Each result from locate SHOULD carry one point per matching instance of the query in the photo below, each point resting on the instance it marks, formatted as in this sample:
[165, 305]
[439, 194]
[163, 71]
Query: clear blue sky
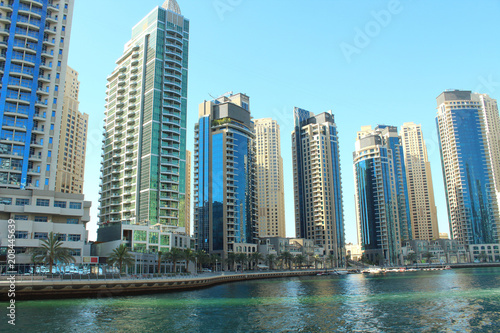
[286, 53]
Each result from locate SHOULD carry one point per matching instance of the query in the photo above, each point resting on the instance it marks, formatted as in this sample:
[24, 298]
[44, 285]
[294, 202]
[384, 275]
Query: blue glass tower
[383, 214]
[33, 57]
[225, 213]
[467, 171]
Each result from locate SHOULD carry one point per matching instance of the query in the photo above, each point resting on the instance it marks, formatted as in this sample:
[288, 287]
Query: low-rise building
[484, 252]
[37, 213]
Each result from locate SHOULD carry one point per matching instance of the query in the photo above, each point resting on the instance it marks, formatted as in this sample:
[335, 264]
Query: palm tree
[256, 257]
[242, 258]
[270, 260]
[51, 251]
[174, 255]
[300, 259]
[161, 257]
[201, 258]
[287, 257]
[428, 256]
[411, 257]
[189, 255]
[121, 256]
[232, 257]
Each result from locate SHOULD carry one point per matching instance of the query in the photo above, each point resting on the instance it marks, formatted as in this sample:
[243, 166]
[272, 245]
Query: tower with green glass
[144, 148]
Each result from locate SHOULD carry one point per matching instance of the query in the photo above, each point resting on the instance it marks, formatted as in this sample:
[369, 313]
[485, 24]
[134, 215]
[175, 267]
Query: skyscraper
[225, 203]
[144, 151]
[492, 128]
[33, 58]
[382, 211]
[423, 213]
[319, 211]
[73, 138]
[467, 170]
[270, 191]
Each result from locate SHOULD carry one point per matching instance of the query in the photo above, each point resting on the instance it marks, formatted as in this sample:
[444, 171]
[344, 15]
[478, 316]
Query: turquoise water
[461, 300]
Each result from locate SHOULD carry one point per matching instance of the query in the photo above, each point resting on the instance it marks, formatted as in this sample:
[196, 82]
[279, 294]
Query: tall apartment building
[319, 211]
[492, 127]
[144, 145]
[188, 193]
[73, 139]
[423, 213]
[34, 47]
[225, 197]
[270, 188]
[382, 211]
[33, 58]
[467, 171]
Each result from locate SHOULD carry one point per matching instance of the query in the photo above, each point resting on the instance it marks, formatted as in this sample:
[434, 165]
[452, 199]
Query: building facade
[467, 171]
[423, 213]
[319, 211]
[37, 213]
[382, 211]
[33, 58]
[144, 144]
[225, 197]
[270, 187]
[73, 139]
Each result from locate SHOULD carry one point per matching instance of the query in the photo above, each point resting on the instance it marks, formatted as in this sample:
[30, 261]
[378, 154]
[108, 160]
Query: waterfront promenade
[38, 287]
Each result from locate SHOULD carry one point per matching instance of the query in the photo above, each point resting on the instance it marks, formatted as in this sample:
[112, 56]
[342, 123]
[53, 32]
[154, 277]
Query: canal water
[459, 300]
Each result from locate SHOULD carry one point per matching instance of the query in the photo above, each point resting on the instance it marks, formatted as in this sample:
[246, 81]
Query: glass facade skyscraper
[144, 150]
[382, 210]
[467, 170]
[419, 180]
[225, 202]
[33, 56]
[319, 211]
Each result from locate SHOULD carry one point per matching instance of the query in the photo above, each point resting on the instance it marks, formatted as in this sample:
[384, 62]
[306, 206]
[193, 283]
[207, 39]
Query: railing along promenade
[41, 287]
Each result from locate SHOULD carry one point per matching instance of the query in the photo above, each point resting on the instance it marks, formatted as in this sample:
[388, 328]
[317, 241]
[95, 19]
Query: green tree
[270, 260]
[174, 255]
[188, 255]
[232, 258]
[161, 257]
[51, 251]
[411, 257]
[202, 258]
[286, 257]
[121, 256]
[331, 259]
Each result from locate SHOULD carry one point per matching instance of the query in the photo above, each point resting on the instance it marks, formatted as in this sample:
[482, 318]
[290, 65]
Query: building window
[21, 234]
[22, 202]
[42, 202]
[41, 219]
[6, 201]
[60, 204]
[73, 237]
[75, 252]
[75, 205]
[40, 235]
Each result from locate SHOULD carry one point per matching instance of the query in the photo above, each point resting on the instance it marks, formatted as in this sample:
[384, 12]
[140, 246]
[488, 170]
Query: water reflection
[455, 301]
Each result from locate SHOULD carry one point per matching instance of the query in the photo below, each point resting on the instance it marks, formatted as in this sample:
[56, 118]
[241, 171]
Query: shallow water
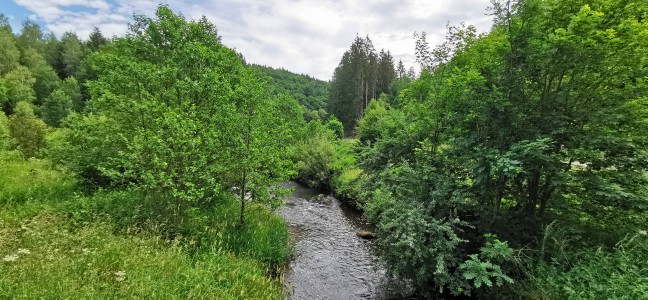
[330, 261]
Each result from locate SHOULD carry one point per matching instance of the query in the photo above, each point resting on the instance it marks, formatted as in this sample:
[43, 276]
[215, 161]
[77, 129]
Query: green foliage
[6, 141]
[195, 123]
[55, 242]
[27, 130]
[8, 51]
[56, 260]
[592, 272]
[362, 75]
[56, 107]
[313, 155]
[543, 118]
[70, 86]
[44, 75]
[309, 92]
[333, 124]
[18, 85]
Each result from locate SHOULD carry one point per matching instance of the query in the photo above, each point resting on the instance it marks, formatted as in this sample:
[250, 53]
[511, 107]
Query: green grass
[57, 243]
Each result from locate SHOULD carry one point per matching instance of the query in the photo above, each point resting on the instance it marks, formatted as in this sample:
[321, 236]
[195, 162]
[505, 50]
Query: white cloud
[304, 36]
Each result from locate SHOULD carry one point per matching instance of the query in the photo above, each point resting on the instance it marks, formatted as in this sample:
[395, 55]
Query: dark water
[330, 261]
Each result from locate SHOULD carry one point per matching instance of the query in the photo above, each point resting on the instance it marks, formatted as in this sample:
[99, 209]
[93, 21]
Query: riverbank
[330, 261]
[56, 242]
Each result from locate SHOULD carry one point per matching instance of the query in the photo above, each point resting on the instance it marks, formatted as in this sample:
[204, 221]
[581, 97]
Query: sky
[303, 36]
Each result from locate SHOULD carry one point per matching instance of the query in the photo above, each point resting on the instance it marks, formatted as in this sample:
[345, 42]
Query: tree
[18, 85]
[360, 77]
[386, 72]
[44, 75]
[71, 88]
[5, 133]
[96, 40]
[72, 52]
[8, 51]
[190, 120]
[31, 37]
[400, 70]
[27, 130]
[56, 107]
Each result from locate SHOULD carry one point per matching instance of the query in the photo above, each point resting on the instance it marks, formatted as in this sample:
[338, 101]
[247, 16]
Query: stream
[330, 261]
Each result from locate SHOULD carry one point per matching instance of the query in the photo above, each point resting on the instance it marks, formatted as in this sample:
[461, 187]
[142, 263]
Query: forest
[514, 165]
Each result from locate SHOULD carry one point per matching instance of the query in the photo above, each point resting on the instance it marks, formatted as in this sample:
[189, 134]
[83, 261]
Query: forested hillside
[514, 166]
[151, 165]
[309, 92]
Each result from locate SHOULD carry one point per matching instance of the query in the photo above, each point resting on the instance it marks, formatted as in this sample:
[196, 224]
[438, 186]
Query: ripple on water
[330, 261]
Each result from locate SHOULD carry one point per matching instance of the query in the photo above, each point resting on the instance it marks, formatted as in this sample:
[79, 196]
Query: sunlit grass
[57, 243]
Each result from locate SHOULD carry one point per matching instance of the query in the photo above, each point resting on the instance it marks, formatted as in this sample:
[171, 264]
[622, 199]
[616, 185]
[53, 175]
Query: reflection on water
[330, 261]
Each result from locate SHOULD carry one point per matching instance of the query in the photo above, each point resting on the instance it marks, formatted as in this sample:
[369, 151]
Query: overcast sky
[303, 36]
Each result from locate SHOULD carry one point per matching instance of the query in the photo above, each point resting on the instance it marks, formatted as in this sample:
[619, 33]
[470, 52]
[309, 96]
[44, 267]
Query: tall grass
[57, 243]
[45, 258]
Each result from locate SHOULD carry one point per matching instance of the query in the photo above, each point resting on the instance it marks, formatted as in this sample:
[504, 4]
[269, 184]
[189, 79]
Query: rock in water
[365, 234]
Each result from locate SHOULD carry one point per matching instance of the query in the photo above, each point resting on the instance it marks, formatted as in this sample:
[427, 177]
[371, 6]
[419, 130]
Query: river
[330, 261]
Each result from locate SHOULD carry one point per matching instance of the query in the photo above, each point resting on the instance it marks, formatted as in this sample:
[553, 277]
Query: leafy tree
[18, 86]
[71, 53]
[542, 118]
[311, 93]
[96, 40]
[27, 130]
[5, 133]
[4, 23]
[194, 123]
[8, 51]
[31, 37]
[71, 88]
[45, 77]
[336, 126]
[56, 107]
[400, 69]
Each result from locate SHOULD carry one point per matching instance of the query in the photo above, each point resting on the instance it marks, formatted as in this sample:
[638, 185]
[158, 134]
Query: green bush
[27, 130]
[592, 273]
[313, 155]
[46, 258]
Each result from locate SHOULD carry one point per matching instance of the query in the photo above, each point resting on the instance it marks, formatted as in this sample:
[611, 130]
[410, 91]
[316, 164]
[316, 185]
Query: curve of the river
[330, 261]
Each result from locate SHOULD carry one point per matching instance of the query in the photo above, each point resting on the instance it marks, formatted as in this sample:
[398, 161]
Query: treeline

========================

Directions —
How many lines in the rows above contain the string "glass"? Reply with the number alone.

Written solution —
3